*** Opening of Excerpted text ***
U.S. Export Control Regulations

The GAO also found flaws in the U.S. implementation of its own export control regulations, according to the report. For example, U.S. authorities have reported difficulties in identifying and tracking dual-use items that could be used to develop cruise missiles and UAVs, the report says.

The report also notes a striking flaw in U.S. export control regulations that could allow an individual or terrorist group to legally obtain uncontrolled dual-use items capable of being used to build a cruise missile or UAV. The U.S. export control system includes a “catch-all” provision that prohibits an exporter from sending missile-related items for use in 12 projects or 20 countries listed in national export control regulations, even if the export is not included on U.S. control lists. This section of the regulations, the report says, was not intended to apply to nonstate actors, such as individuals or groups.

To illustrate the gap in the regulations, the GAO report cites the example of a New Zealand man who last year announced he was able to purchase from the United States the components needed to build a cruise missile. According to the man’s Web site, he was able to do so in fact for a budget of less than $5,000 (see GSN, Dec. 9, 2003).
*** Close of Excerpted text ***
*** Opening of Provided data ***
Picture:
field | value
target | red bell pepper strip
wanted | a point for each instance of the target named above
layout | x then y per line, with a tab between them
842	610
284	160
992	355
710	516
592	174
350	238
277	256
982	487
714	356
*** Close of Provided data ***
▶ Requirement 1:
Rewrite the passage on U.S. export control regulations from "The GAO also" up to and including "the report says.", swapping "cruise missiles" for "ballistic missiles".
▶ Requirement 2:
Write the next part of the passage on the GAO report about gaps in U.S. export controls, starting after its final sentence.

▶ Response box 1:
The GAO also found flaws in the U.S. implementation of its own export control regulations, according to the report. For example, U.S. authorities have reported difficulties in identifying and tracking dual-use items that could be used to develop ballistic missiles and UAVs, the report says.

▶ Response box 2:
The New Zealand man and his do-it-yourself cruise missile project were not listed as a prohibited project or a terrorist country, so there was no requirement for U.S. exporters to apply for a review of the items to be exported before shipping him uncontrolled cruise missile-related technologies, the GAO report says.

“Commerce [Department] officials said that they would need to wait until the New Zealander used the weapon improperly before action under export control law or regulations could be taken,” it adds.

The weakness in the current catch-all provision could also help terrorists to convert a small manned aircraft into a weapon, according to analyst Dennis Gormley of the Monterey Institute of International Studies’ Center for Nonproliferation Studies. He said that there are several small aerospace companies that sell flight management systems capable of converting manned aircraft into UAVs. Such systems should either be subject to an export license or should be covered under an expanded catch-all provision, Gormley said, adding that the report could service as a “compelling catalyst” for such action.

The GAO also criticized the Commerce, Defense and State departments for failing to conduct adequate post-shipment verification visits to confirm that the recipients of U.S. missile- and UAV-related exports were using them in accordance with export license conditions (see GSN, Feb. 12). The State Department only conducted verification visits for four of the 786 licenses it issued for cruise missile and UAV technology from fiscal 1998 to fiscal 2002, the report says. It also found that the Commerce Department only conducted verification visits on 1 percent of the nearly 2,500 missile-related export licenses issued from fiscal 1998-2002.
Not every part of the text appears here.